(ARBEITSAUFTRÄGE):
A. Zitieren Sie aus dem Text über die Videocollage „Im Strom der Massen“ wortgetreu den Abschnitt, der bei „Bildnerisches Gestalten“ beginnt und bei „Dynamiken des Massentourismus.“ endet.
B. Aktualisieren Sie die Einträge beginnend mit ihrem Anfang und endend mit der Zeile, die „27 161 L 69“ enthält, indem Sie „sample“ durch „example“ ersetzen und alles Übrige unverändert lassen. Geben Sie nur diese Zeilen aus und lassen Sie die Bilder weg.

Jeannine Holzer - Im Strom der Massen

Bildnerisches Gestalten

Holzer

Der Streifen folgt den Strömen, die den Alpenraum durchziehen. 

Menschen und Tiere.

Touristen und Herden. 

In einer Videocollage verweben sich ihre massenhaften Bewegungen zu irritierenden Bildern. Der gezielte Kontrast zwischen menschlichem und tierischem Verhalten schärft den Blick und stört die gewohnte Wahrnehmung. So entsteht eine provokative Auseinandersetzung mit der Frage, wem die Berge gehören und ein kritischer Blick auf die Dynamiken des Massentourismus.

(VERFÜGBARE EINTRÄGE):
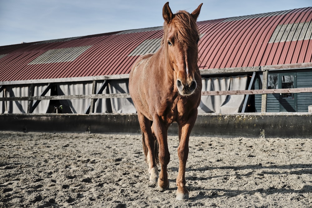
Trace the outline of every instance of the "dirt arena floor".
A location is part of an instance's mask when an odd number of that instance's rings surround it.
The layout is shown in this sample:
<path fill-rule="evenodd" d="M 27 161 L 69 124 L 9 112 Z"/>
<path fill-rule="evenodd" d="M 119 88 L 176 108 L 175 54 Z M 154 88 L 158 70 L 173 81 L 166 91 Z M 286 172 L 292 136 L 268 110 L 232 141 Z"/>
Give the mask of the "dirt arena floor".
<path fill-rule="evenodd" d="M 312 140 L 192 137 L 189 199 L 149 184 L 139 135 L 0 132 L 1 207 L 311 207 Z"/>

(LÖSUNGEN):
A.
Bildnerisches Gestalten

Holzer

Der Streifen folgt den Strömen, die den Alpenraum durchziehen. 

Menschen und Tiere.

Touristen und Herden. 

In einer Videocollage verweben sich ihre massenhaften Bewegungen zu irritierenden Bildern. Der gezielte Kontrast zwischen menschlichem und tierischem Verhalten schärft den Blick und stört die gewohnte Wahrnehmung. So entsteht eine provokative Auseinandersetzung mit der Frage, wem die Berge gehören und ein kritischer Blick auf die Dynamiken des Massentourismus.

B.
Trace the outline of every instance of the "dirt arena floor".
A location is part of an instance's mask when an odd number of that instance's rings surround it.
The layout is shown in this example:
<path fill-rule="evenodd" d="M 27 161 L 69 124 L 9 112 Z"/>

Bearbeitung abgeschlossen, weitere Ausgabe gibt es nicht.